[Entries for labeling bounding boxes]

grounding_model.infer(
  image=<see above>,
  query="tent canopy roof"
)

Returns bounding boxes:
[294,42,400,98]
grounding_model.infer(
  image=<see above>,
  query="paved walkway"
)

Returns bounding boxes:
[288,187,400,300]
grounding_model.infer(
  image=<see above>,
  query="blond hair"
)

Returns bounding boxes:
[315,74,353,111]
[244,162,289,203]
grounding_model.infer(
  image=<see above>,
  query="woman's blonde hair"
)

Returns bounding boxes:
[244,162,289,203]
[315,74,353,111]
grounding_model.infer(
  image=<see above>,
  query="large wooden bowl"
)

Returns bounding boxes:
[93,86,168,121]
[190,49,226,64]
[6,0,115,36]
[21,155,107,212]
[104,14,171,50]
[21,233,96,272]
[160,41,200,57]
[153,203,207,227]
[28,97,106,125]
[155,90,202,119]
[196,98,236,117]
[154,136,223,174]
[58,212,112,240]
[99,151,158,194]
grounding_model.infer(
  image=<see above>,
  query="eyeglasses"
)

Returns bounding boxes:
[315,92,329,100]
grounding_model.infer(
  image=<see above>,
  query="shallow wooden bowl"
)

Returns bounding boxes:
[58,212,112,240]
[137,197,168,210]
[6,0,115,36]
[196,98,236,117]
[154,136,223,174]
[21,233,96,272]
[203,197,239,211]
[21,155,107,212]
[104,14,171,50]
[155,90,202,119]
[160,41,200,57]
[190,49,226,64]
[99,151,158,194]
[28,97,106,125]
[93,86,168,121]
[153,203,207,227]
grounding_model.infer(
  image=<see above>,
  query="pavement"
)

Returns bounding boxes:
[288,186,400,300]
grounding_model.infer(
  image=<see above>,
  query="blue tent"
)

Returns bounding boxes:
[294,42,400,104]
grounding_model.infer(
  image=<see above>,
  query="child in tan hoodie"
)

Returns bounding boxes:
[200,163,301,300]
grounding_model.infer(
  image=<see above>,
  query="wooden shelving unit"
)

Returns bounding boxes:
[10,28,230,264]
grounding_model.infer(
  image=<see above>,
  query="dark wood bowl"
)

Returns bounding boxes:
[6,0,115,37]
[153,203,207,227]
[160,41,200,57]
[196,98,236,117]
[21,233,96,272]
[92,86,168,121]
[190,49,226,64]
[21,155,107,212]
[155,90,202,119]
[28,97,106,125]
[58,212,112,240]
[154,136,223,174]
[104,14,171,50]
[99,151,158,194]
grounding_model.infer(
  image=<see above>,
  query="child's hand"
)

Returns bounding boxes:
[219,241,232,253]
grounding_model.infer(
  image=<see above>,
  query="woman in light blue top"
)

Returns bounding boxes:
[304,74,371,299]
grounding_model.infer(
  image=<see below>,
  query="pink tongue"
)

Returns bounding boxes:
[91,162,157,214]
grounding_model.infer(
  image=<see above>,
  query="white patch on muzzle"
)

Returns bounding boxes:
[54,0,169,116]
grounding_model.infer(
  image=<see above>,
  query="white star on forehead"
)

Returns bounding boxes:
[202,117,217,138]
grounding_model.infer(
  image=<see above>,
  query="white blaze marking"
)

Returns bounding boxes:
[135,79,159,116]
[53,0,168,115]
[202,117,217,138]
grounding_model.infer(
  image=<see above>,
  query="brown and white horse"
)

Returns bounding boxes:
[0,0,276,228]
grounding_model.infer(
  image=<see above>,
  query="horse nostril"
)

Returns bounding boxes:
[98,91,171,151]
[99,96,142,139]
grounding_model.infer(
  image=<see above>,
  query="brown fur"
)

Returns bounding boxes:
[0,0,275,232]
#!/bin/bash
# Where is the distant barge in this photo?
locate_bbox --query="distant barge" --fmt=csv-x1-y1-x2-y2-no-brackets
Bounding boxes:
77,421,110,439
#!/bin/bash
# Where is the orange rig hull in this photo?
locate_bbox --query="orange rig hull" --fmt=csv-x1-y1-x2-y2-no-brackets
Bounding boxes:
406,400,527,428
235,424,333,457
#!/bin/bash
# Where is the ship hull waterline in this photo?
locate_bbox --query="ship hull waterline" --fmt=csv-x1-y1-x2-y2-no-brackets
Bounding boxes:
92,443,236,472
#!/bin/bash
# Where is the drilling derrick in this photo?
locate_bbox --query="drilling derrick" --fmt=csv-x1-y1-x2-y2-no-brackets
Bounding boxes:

### Directions for this task
Reproduce the data above with every "grounding_model" changed to "box_model", leaving all other text unchanged.

### Task solution
box_model.infer(
  image=<see above>,
  query="tent canopy roof"
)

Returns bounding boxes:
[294,42,400,98]
box_model.infer(
  image=<see above>,
  query="paved walkway"
)

Returns bounding boxes:
[288,187,400,300]
box_model.infer(
  image=<see above>,
  query="blond hair"
)

Returns bounding boxes:
[315,74,353,111]
[244,162,289,203]
box_model.infer(
  image=<see above>,
  query="woman's blonde hair"
)

Returns bounding boxes:
[244,162,289,203]
[315,74,353,111]
box_model.infer(
  image=<see above>,
  query="large wooden bowl"
)

Returns bounding boxes:
[93,86,168,121]
[190,49,226,64]
[6,0,115,36]
[21,155,107,212]
[104,14,171,50]
[21,233,96,272]
[160,41,200,57]
[153,203,207,227]
[28,97,106,125]
[155,90,202,119]
[196,98,236,117]
[154,136,223,174]
[58,212,112,240]
[99,151,158,194]
box_model.infer(
  image=<see above>,
  query="eyeglasses"
)

Returns bounding boxes:
[315,92,329,100]
box_model.infer(
  image=<see above>,
  query="shallow wooden bowl"
)

Returns bounding boxes:
[58,212,112,240]
[137,197,168,210]
[6,0,115,36]
[196,98,236,117]
[154,136,223,174]
[21,233,96,272]
[203,197,239,211]
[21,155,107,212]
[104,14,171,50]
[155,90,202,119]
[160,41,200,57]
[190,49,226,64]
[99,151,158,194]
[28,97,106,125]
[93,86,168,121]
[153,203,207,227]
box_model.infer(
  image=<see above>,
  query="pavement"
)

Returns bounding boxes:
[288,186,400,300]
box_model.infer(
  image=<see above>,
  query="blue tent"
)

Returns bounding boxes:
[294,42,400,104]
box_model.infer(
  image=<see above>,
  query="child in tan hoodie"
)

Returns bounding boxes:
[200,163,301,300]
box_model.infer(
  image=<see above>,
  query="wooden shelving unit"
)

Returns bounding boxes:
[10,28,230,264]
box_model.infer(
  image=<see above>,
  query="dark wood bowl"
)

Returns bounding boxes:
[6,0,115,37]
[153,203,207,227]
[160,41,200,57]
[196,98,236,117]
[21,233,96,272]
[92,86,168,121]
[190,49,226,64]
[21,155,107,212]
[155,90,202,119]
[28,97,106,125]
[58,212,112,240]
[154,136,223,174]
[104,14,171,50]
[99,151,158,194]
box_model.infer(
  image=<see above>,
  query="child's hand"
)

Returns bounding boxes:
[219,241,232,253]
box_model.infer(
  image=<see above>,
  query="woman in light blue top"
)

Returns bounding boxes:
[304,74,371,299]
box_model.infer(
  image=<see below>,
  query="pink tongue"
)

Returns bounding boxes:
[91,162,157,214]
box_model.infer(
  image=<see above>,
  query="white patch on muzzle"
)

Returns bounding boxes:
[54,0,169,116]
box_model.infer(
  image=<see above>,
  query="white star on forehead"
)

Returns bounding boxes:
[202,117,217,138]
box_model.infer(
  image=<see above>,
  query="white blaze marking"
)

Returns bounding boxes:
[135,79,159,116]
[53,0,168,115]
[202,117,217,138]
box_model.infer(
  image=<see above>,
  query="brown and white horse"
)

Returns bounding boxes:
[0,0,276,228]
box_model.infer(
  image=<see above>,
  query="horse nostril"
)

Returns bounding boxes:
[98,91,171,151]
[99,96,142,139]
box_model.infer(
  image=<see above>,
  query="brown fur"
)

Returns bounding boxes:
[0,0,275,232]
#!/bin/bash
# Where is the distant barge in this photo?
locate_bbox --query="distant barge" --fmt=csv-x1-y1-x2-y2-no-brackets
Bounding boxes:
77,421,110,439
#!/bin/bash
# Where is the orange rig hull in this photo?
locate_bbox --query="orange rig hull" --fmt=csv-x1-y1-x2-y2-no-brackets
Bounding boxes:
406,400,527,428
235,424,333,457
#!/bin/bash
# Where is the ship hull waterline in this photo?
locate_bbox --query="ship hull waterline" --fmt=csv-x1-y1-x2-y2-no-brackets
Bounding boxes:
92,443,236,472
#!/bin/bash
# Where is the drilling derrick in this photo?
locate_bbox --query="drilling derrick" --fmt=csv-x1-y1-x2-y2-no-brackets
Bounding boxes:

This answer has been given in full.